▶ SET TASK
Rewrite the records from the line containing "of the lips" through the line containing "column 603, row 129", inclusive, putting "target marker" wherever "reference point" appears and leaving everything else unchanged.

■ ■ ■ ■ ■

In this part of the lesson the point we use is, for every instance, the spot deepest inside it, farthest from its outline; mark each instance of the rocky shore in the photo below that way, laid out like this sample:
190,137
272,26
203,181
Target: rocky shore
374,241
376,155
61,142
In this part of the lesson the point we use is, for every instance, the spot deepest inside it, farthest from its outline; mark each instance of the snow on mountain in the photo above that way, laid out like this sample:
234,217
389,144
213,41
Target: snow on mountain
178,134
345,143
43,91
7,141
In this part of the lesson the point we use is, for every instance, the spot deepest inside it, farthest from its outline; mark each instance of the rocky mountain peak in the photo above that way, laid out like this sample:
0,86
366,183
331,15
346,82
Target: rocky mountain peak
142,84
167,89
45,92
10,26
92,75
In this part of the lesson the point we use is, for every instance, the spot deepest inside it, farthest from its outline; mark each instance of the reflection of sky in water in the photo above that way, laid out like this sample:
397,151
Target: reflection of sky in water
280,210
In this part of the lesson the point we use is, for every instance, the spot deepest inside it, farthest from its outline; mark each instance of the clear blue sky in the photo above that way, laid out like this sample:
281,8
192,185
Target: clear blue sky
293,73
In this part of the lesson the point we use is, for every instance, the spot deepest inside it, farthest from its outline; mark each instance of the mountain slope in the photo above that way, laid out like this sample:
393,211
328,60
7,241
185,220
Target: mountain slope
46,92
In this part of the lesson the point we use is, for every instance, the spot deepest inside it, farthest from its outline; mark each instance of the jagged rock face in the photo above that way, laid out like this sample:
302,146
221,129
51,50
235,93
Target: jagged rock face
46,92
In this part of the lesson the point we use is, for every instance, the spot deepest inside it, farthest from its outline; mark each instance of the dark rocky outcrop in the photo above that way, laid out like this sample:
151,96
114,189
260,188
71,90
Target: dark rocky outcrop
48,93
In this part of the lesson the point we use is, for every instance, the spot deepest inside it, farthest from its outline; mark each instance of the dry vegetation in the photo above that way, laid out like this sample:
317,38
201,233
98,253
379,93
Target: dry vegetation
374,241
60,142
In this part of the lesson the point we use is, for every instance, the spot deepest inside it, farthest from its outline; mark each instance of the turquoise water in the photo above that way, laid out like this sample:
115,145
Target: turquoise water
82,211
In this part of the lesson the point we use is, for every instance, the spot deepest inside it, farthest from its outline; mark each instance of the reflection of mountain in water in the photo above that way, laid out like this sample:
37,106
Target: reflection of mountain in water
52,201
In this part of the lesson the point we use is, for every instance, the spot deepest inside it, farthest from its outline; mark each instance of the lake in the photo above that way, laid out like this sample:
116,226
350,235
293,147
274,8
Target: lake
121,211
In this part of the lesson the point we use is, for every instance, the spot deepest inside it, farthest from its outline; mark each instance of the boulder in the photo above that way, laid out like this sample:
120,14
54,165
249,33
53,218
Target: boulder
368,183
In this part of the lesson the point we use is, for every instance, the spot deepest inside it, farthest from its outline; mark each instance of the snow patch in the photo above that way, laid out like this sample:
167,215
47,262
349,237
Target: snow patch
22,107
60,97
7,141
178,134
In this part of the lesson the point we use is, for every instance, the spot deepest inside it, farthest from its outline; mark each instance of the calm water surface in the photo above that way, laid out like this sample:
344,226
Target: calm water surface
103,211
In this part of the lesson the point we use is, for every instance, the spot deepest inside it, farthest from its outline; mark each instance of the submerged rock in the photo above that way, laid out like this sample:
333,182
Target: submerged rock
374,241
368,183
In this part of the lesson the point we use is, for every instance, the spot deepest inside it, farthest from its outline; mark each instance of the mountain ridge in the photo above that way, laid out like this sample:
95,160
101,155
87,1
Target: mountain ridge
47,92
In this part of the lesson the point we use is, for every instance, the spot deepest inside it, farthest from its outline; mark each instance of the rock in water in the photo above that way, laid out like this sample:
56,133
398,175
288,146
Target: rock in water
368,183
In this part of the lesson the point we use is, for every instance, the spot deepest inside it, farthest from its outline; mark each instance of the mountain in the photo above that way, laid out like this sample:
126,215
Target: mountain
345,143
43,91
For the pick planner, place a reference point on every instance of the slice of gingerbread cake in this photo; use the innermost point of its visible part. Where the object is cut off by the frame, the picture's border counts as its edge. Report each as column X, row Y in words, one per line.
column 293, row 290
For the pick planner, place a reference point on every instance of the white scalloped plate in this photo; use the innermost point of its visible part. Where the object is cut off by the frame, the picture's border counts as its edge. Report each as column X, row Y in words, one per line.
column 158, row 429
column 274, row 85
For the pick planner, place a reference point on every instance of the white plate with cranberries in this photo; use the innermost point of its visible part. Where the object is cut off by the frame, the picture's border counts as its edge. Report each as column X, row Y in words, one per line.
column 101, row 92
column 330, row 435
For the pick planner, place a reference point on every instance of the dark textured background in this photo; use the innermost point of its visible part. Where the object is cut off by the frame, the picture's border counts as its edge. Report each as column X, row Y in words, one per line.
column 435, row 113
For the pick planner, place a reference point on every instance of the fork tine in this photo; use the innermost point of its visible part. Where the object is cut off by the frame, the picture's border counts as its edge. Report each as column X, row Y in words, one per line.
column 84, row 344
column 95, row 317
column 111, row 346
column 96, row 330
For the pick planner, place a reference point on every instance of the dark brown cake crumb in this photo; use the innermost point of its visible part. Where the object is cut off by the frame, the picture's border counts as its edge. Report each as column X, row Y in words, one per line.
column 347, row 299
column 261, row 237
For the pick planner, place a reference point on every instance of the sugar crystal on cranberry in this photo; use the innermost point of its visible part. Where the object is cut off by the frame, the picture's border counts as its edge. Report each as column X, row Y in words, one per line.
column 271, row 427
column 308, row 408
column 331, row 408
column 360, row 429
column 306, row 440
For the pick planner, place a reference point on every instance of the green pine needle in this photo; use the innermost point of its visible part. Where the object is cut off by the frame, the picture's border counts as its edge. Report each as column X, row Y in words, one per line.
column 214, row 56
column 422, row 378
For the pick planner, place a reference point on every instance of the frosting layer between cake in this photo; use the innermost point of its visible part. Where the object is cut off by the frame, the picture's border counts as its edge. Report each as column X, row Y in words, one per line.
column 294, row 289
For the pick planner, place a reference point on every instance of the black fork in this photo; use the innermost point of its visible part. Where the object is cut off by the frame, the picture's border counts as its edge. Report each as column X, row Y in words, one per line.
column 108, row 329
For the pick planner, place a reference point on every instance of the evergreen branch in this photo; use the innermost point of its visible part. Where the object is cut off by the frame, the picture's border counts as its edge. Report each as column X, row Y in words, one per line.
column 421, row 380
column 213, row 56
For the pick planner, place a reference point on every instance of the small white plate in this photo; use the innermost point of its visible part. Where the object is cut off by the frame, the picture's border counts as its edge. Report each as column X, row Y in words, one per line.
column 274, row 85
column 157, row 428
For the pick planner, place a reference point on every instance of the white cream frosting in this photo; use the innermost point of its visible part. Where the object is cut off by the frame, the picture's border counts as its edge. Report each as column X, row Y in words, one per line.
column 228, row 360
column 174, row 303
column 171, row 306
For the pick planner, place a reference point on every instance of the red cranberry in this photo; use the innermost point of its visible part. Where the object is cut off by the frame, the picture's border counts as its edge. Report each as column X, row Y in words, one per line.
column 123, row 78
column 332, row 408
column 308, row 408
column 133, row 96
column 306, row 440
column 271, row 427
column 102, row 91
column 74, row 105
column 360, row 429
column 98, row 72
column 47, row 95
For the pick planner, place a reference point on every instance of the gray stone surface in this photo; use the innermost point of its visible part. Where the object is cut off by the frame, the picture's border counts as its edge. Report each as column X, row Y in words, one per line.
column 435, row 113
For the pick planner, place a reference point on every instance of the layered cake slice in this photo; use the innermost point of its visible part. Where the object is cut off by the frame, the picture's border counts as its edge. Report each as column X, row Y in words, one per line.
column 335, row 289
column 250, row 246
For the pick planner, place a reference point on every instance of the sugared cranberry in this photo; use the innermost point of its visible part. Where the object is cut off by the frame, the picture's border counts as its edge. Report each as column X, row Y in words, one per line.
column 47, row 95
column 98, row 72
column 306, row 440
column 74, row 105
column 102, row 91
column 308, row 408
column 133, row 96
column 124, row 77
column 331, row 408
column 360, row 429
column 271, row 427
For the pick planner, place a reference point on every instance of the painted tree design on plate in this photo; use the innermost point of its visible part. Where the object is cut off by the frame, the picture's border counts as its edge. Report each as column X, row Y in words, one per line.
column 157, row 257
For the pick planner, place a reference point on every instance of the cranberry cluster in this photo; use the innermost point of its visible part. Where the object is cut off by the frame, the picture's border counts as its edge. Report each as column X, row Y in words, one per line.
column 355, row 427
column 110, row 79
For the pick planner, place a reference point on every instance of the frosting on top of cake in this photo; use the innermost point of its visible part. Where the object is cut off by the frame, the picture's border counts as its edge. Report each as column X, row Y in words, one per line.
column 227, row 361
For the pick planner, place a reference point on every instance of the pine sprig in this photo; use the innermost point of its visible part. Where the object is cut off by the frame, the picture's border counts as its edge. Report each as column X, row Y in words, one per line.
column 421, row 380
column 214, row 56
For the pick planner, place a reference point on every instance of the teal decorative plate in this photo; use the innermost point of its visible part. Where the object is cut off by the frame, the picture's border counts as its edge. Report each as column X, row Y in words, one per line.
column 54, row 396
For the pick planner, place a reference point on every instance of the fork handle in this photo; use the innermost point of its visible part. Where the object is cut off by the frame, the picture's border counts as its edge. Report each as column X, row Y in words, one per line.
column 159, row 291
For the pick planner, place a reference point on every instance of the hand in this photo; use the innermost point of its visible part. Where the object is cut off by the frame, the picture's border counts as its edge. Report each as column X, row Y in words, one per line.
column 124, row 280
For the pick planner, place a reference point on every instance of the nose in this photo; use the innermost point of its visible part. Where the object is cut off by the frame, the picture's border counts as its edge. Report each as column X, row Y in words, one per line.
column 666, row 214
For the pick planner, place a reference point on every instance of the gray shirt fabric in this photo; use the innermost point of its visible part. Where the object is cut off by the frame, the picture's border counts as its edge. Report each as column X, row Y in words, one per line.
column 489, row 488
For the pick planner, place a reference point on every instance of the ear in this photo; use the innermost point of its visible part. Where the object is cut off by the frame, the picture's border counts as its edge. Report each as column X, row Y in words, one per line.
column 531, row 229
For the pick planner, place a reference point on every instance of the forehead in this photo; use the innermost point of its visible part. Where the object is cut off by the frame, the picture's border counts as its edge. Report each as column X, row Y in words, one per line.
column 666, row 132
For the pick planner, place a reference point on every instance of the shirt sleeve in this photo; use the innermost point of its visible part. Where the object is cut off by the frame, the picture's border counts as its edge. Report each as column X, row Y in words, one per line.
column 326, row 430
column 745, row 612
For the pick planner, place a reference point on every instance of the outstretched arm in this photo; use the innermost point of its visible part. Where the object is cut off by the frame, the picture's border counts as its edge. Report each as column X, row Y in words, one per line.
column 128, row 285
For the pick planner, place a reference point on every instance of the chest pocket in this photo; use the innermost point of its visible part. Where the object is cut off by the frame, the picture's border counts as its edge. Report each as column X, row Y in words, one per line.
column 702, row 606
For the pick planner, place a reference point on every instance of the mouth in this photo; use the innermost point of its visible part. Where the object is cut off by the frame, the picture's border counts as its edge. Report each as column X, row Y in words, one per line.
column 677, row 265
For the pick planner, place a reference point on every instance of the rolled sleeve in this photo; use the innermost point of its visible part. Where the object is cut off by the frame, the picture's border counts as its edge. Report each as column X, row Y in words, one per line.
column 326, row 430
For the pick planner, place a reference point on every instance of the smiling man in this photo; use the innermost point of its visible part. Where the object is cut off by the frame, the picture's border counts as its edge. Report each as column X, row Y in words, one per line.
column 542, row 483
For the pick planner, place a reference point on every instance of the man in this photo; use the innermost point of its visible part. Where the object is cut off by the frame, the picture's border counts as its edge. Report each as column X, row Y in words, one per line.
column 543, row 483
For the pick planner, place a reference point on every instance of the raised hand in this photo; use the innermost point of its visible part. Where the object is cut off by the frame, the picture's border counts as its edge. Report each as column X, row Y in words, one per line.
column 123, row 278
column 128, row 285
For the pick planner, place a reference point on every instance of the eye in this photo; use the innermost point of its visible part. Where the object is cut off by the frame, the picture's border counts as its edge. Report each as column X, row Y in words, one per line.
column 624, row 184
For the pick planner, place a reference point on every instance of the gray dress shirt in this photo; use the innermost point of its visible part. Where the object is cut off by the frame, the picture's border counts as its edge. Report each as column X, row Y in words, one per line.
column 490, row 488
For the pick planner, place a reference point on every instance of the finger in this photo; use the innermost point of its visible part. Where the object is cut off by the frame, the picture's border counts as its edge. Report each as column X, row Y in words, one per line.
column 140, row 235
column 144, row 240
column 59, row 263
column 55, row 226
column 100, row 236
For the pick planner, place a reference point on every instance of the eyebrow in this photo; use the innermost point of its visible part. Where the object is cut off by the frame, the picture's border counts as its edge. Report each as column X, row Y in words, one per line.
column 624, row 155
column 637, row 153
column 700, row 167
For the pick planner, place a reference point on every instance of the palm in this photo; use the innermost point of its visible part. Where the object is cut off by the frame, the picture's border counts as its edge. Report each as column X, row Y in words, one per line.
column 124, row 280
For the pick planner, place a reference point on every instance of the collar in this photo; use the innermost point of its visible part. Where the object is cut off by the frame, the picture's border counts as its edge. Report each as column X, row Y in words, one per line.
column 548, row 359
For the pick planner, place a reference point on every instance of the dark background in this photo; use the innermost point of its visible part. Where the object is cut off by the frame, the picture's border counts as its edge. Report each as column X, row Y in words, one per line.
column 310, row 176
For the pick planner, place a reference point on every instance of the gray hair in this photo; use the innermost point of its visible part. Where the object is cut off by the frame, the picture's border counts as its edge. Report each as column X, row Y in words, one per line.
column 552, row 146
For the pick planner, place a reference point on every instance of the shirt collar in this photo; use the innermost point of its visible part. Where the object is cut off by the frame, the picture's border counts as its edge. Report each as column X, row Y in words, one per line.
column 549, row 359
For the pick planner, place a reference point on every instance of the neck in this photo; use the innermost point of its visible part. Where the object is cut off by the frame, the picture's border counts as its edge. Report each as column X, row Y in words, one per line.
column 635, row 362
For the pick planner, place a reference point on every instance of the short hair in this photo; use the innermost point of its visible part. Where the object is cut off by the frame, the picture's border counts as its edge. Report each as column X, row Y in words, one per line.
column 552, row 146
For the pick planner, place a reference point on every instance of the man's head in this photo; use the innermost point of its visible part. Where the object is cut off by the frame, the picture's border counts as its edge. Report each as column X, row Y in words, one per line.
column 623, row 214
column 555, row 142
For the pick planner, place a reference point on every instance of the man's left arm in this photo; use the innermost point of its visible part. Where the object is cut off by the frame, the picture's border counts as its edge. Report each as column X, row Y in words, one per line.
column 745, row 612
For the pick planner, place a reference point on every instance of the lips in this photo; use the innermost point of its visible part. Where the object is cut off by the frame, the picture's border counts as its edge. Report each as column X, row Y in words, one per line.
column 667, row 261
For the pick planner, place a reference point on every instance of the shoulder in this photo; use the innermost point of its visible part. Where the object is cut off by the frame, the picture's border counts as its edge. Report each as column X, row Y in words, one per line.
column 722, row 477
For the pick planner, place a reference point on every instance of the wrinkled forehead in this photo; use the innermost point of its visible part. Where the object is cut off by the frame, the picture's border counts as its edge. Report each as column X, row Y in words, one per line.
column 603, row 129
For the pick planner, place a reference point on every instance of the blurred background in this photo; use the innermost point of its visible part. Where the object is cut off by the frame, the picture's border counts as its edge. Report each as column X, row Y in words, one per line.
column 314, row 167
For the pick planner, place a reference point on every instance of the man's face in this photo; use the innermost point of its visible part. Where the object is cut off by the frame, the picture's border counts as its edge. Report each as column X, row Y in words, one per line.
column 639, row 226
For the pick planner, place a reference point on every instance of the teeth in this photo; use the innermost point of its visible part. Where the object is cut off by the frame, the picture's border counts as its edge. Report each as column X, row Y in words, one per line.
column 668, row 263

■ ■ ■ ■ ■

▶ RESULT OF THE TASK
For the pick planner, place a target marker on every instance of the lips in this photo; use the innermost point of its visible part. Where the object is cut off by the frame, the picture's border counts as its edge. Report each as column X, row Y in words, one per line.
column 667, row 261
For the pick planner, place a target marker on every instance of the shoulder in this photo; use the innermost point of its visible part. Where the object is cut off by the frame, the picture's border counts as its edge. Report each as column X, row Y in words, one per line.
column 722, row 477
For the pick planner, place a target marker on every instance of the wrinkled forehead in this photo; use the innermost point of its visible part. Where the object is cut off by the frame, the picture's border counts as its edge. Report each as column X, row Y in words, one per line.
column 603, row 129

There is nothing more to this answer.